--- START Selected passage ---

I believe the usual way to cause a password to be "forgotten" is to
vary the authentication realm ("AuthName", in your .htaccess...).

To handle this, you'll either need to write an Apache filter, a CGI
script, or use an SSI directive which will generate the appropriate
headers (being sure to indicate to Apache that it should use those
headers and not its own).

The relevant RFC on HTTP authentication is RFC 2617:

  http://www.ietf.org/rfc/rfc2617.txt

 > I have a particular section of web pages behind an SSL Service (https)
 > where users authenticate to use WebDAV, change their passwords (cgi page),
 > see the webalyzer reports, search the logs for certain hits with rDNS and
 > jwhois on busy IPs, and check on the status of their web account space. In
 > the case of the CGI for changing passwords, they are required to enter a
 > password to get to the page (using the basic auth system but over SSL) and
 > then the CGI also requires them to re-enter their username/password and
 > compare the username entered with that of the auth session (ENV VAR) and
 > the password after crypt/md5 hash (whichever is used) with that of what is
 > stored in the password file. All of these checks are fine and good, but a
 > user who has left a browser running with the basic auth still cached may
 > permit a non-authorized user to view content within the priv user
 > space.

--- END Selected passage ---
--- START Material ---

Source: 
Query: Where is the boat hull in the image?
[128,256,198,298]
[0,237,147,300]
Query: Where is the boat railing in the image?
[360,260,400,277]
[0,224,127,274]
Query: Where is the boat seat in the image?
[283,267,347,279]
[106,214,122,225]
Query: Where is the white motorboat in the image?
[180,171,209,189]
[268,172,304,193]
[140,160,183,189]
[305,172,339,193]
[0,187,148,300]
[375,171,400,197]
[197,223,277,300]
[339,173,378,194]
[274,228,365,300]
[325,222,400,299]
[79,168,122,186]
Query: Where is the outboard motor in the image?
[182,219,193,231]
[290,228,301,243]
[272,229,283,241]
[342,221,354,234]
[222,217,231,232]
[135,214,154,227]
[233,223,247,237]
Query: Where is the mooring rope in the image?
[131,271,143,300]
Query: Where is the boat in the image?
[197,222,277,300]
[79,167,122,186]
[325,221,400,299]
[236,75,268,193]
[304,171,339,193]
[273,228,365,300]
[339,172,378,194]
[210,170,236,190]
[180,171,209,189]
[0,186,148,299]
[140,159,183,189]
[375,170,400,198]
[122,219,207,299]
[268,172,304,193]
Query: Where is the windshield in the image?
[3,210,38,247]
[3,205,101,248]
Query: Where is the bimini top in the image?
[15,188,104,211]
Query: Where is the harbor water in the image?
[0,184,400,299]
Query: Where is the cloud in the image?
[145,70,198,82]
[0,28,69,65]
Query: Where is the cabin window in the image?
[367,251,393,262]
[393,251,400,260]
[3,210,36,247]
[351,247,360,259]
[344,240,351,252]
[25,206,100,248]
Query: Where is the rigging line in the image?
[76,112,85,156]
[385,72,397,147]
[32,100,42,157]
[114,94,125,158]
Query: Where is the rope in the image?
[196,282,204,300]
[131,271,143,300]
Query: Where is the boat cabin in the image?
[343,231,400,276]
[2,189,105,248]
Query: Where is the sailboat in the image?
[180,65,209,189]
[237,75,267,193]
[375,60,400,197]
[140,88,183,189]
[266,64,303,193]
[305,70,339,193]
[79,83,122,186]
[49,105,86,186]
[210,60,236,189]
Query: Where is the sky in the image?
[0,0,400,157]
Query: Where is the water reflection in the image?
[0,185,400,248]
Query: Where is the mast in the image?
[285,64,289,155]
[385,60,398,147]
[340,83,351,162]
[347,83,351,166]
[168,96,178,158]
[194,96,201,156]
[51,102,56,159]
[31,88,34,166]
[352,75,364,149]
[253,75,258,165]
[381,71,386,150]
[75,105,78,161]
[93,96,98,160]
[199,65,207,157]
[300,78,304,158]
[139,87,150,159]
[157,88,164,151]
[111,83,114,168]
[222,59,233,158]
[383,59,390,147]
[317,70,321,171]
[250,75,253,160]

--- END Material ---

Carry on the mailing-list reply about making browsers forget Apache basic-auth passwords, picking up right after its final sentence. The entries have nothing to do with what you're asked here.

 >
 > I would like to include a timeout - where after that timeout is reached,
 > the web browser is forced to "forget" the basic authentication and require
 > the user to re-authenticate to view the page.

You could consider cookies; these are easily expirable, and might
serve your purposes better than Basic Authentication. Of course, this
requires that the user allow cookies from your site...

 > 
 > Surely, I know the user could just quit the web browser, and restart to
 > eliminate the basic authentication cache (assuming they did not enable
 > some additional password caching system.)

Usually, I think it's okay to leave this up to the user - nearly every
other site does.

Naturally, I'm not suggesting that users are generally competent
enough to manage their own security - but, you can't take
responsibility over *everything*... I think, if they can be "trusted"
to set their own passwords, they can be "trusted" not to leave their
browser unattended if they are worried about someone using their
already-authenticated password...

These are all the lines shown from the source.